## DESCRIPTION OF THE TASK:
Output the entries underneath exactly as they are.

Natural-language object grounding data:
•••
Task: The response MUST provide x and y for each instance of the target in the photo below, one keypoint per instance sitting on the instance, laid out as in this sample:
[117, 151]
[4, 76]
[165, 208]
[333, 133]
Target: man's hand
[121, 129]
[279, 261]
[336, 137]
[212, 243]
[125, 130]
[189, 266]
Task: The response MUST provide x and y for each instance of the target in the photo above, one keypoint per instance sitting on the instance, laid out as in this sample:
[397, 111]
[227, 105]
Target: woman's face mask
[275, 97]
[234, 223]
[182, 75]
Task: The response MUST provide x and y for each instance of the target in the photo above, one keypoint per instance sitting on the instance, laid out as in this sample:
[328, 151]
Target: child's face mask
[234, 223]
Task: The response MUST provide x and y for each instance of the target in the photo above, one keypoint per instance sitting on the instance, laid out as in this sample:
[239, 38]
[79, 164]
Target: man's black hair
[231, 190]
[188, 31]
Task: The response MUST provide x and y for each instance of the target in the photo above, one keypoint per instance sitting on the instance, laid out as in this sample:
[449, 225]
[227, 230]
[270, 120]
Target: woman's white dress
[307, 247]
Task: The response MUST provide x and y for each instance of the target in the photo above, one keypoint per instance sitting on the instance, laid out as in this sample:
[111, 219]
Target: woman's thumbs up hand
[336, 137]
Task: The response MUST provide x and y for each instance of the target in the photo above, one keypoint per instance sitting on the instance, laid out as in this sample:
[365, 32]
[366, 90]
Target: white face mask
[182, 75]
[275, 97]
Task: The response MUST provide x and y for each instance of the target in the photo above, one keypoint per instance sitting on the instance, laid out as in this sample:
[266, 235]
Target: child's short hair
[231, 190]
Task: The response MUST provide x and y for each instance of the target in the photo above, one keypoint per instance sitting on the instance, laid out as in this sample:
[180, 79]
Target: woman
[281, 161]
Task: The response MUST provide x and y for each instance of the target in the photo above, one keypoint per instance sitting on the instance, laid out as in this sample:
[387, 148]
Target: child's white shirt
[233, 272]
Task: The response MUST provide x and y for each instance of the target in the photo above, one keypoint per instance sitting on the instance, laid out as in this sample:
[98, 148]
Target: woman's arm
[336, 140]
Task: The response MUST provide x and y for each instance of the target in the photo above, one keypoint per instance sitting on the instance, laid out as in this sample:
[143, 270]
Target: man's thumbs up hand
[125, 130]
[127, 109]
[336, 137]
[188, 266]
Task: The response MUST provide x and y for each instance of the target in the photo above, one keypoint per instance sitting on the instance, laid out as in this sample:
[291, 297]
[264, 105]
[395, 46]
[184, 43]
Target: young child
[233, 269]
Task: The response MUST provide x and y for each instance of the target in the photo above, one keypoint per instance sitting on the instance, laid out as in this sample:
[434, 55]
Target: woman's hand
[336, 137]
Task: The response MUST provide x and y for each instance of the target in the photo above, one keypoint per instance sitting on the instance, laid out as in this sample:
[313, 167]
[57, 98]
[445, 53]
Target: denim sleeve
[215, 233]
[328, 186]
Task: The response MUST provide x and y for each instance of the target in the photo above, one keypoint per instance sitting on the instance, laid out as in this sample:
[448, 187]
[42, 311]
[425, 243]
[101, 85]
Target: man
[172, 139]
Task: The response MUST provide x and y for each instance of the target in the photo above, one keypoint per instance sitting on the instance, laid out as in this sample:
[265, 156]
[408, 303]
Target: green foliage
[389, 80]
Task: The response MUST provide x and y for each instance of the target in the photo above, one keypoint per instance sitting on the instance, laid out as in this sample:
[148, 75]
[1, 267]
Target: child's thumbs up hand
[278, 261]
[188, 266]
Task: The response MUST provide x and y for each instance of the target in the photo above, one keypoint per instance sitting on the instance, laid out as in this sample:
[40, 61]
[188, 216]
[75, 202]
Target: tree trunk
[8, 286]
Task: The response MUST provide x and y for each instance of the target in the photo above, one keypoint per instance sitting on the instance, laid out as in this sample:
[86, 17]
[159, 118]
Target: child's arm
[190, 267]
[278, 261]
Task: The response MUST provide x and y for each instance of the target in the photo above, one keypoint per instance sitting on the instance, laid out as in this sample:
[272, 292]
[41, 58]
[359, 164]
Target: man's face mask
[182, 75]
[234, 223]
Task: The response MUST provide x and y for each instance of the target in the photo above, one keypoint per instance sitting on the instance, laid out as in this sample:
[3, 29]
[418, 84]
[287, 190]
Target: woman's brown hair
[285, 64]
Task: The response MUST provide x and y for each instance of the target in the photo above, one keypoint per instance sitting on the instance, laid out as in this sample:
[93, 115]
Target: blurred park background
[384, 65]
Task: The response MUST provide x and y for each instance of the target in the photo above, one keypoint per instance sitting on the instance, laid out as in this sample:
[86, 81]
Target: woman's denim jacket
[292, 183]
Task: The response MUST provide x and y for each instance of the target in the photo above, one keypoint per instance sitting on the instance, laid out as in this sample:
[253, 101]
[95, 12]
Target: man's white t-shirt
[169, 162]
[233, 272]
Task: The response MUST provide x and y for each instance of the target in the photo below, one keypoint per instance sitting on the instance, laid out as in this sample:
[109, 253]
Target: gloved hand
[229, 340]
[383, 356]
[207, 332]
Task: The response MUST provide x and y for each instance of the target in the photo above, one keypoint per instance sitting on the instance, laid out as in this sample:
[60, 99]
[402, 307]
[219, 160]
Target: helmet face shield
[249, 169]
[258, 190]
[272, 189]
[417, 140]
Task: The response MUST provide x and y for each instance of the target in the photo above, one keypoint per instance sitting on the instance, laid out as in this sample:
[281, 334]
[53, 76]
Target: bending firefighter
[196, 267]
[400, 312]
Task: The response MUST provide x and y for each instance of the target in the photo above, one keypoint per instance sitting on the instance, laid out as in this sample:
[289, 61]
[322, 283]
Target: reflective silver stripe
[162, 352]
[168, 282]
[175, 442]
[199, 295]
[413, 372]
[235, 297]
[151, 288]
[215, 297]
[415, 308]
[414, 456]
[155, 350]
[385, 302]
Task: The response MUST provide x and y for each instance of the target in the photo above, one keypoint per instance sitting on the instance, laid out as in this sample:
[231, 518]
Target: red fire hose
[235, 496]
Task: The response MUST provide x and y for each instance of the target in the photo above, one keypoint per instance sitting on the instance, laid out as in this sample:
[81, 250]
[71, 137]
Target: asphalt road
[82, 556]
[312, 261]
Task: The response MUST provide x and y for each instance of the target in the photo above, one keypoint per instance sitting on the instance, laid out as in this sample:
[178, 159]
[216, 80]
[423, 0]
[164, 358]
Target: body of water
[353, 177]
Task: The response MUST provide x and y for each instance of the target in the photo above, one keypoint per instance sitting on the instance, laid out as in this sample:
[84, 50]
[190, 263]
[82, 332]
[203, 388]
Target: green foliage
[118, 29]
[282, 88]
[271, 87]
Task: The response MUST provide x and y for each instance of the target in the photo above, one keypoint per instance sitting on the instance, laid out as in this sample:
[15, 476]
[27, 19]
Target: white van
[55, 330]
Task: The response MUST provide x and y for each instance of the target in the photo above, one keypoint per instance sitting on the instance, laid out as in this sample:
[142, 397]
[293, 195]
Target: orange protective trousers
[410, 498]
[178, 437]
•••
## RESPONSE TO THIS TASK:
Task: The response MUST provide x and y for each instance of the target in the photo below, one keypoint per instance sitting on the instance, laid out as in this sample:
[117, 151]
[4, 76]
[165, 208]
[333, 133]
Target: man's hand
[121, 129]
[279, 261]
[336, 137]
[212, 243]
[125, 130]
[189, 266]
Task: The response MUST provide x and y for each instance of the target in the photo above, one keypoint per instance sitting on the instance, laid out as in this sample:
[397, 111]
[227, 105]
Target: woman's face mask
[275, 97]
[234, 223]
[182, 75]
Task: The response MUST provide x and y for each instance of the target in the photo above, one keypoint per instance sitting on the instance, laid out as in this sample:
[328, 151]
Target: child's face mask
[234, 223]
Task: The response MUST provide x and y for each instance of the target in the photo above, one keypoint per instance sitting on the instance, laid out as in this sample:
[239, 38]
[79, 164]
Target: man's black hair
[231, 190]
[188, 31]
Task: The response MUST provide x and y for each instance of the target in the photo above, one keypoint per instance sitting on the instance, laid out as in this sample:
[449, 225]
[227, 230]
[270, 120]
Target: woman's white dress
[307, 247]
Task: The response MUST provide x and y for each instance of the target in the photo above, one keypoint per instance sitting on the instance, laid out as in this sample:
[111, 219]
Target: woman's thumbs up hand
[336, 137]
Task: The response MUST provide x and y for each instance of the target in the photo above, one keypoint per instance sitting on the instance, laid out as in this sample:
[365, 32]
[366, 90]
Target: white face mask
[182, 75]
[275, 97]
Task: The response MUST provide x and y for each instance of the target in the photo above, one keypoint per instance sitting on the instance, laid out as in this sample:
[266, 235]
Target: child's short hair
[231, 190]
Task: The response MUST provide x and y for each instance of the target in the photo above, one keypoint per instance sitting on the instance, laid out as in this sample:
[180, 79]
Target: woman
[281, 161]
Task: The response MUST provide x and y for each instance of the target in the photo above, one keypoint per instance sitting on the instance, laid out as in this sample:
[387, 148]
Target: child's white shirt
[233, 272]
Task: The response MUST provide x and y for each instance of the target in the photo above, one keypoint per instance sitting on the instance, laid out as in this sample:
[98, 148]
Target: woman's arm
[336, 140]
Task: The response MUST provide x and y for each instance of the target in the photo above, one keypoint per instance sitting on the instance, laid out as in this sample:
[143, 270]
Target: man's thumbs up hand
[125, 130]
[127, 109]
[336, 137]
[188, 266]
Task: The response MUST provide x and y for each instance of the target in the photo above, one keypoint per instance sitting on the instance, laid out as in this sample:
[291, 297]
[264, 105]
[395, 46]
[184, 43]
Target: young child
[233, 269]
Task: The response MUST provide x and y for each instance of the target in the photo above, one keypoint per instance sitting on the instance, laid out as in this sample:
[434, 55]
Target: woman's hand
[336, 137]
Task: The response MUST provide x and y for each instance of the target in the photo above, one keypoint per instance sitting on the instance, laid out as in this sample:
[313, 167]
[57, 98]
[445, 53]
Target: denim sleeve
[215, 233]
[328, 186]
Task: The response MUST provide x and y for each instance of the target in the photo above, one keypoint per instance sitting on the instance, laid out as in this sample:
[448, 187]
[42, 311]
[425, 243]
[101, 85]
Target: man
[172, 139]
Task: The response MUST provide x and y for each instance of the target in the photo above, one keypoint per instance sitting on the instance, laid out as in this sample:
[265, 156]
[408, 303]
Target: green foliage
[389, 80]
Task: The response MUST provide x and y for each instance of the target in the photo above, one keypoint per instance sitting on the instance, laid out as in this sample:
[148, 75]
[1, 267]
Target: child's thumbs up hand
[278, 261]
[188, 266]
Task: The response MUST provide x and y for each instance of the target in the photo above, one keypoint per instance sitting on the instance, laid out as in this sample:
[40, 61]
[188, 216]
[75, 202]
Target: tree trunk
[8, 286]
Task: The response MUST provide x and y for each instance of the target in the photo above, one keypoint per instance sitting on the instance, laid out as in this sample:
[86, 17]
[159, 118]
Target: child's arm
[190, 267]
[278, 261]
Task: The response MUST provide x and y for each instance of the target in the photo above, one keypoint per instance sitting on the instance, laid out as in this sample:
[272, 292]
[41, 58]
[359, 164]
Target: man's face mask
[182, 75]
[234, 223]
Task: The response MUST provide x and y for each instance of the target in the photo above, one keypoint per instance sitting on the instance, laid out as in this sample:
[3, 29]
[418, 84]
[287, 190]
Target: woman's brown hair
[285, 64]
Task: The response MUST provide x and y for each instance of the target in the photo above, one keypoint per instance sitting on the instance, laid out as in this sample:
[93, 115]
Target: blurred park background
[384, 65]
Task: The response MUST provide x and y for each instance of the target in the photo above, one keypoint per instance sitting on the instance, laid out as in this sample:
[86, 81]
Target: woman's denim jacket
[292, 183]
Task: The response MUST provide x and y for each instance of the target in the photo above, one keypoint per instance sitting on the instance, laid out as in this sample:
[253, 101]
[95, 12]
Target: man's white t-shirt
[169, 162]
[233, 272]
Task: The response MUST provide x and y for each instance of the target in the photo below, one keypoint per instance sitting on the instance, laid out as in this sample:
[109, 253]
Target: gloved hand
[229, 340]
[383, 356]
[207, 332]
Task: The response MUST provide x and y for each instance of the target in the photo above, one keypoint per instance sitting on the instance, laid out as in this sample:
[60, 99]
[402, 307]
[219, 160]
Target: helmet face shield
[249, 169]
[258, 190]
[272, 189]
[417, 140]
Task: The response MUST provide x and y for each instance of the target in the photo above, one keypoint per instance sitting on the instance, laid out as in this sample:
[281, 334]
[53, 76]
Target: bending firefighter
[196, 267]
[400, 312]
Task: The response MUST provide x and y for each instance of the target in the photo above, one keypoint per instance sitting on the instance, laid out as in this sample:
[289, 61]
[322, 283]
Target: reflective silver stripe
[162, 352]
[168, 282]
[175, 442]
[199, 295]
[413, 372]
[235, 297]
[151, 288]
[215, 297]
[415, 308]
[414, 456]
[155, 350]
[385, 302]
Task: The response MUST provide x and y for each instance of the target in the photo above, one keypoint per instance sitting on the instance, laid out as in this sample:
[231, 518]
Target: red fire hose
[235, 496]
Task: The response MUST provide x and y for each instance of the target in the photo above, one keypoint per instance sitting on the instance, laid out as in this sample:
[81, 250]
[71, 137]
Target: asphalt road
[82, 556]
[312, 261]
Task: The response MUST provide x and y for each instance of the target in the photo above, one keypoint per instance sitting on the instance, laid out as in this sample:
[178, 159]
[216, 80]
[423, 0]
[164, 358]
Target: body of water
[353, 177]
Task: The response MUST provide x and y for each instance of the target in the photo above, one keypoint per instance sitting on the instance, laid out as in this sample:
[84, 50]
[190, 263]
[82, 332]
[203, 388]
Target: green foliage
[118, 29]
[282, 88]
[271, 87]
Task: The response MUST provide x and y for each instance of the target in the photo above, one keypoint per instance sitting on the instance, laid out as in this sample:
[15, 476]
[27, 19]
Target: white van
[55, 330]
Task: The response MUST provide x and y for each instance of the target in the photo above, one keypoint per instance sitting on the instance, laid out as in this sample:
[142, 397]
[293, 195]
Target: orange protective trousers
[410, 498]
[178, 437]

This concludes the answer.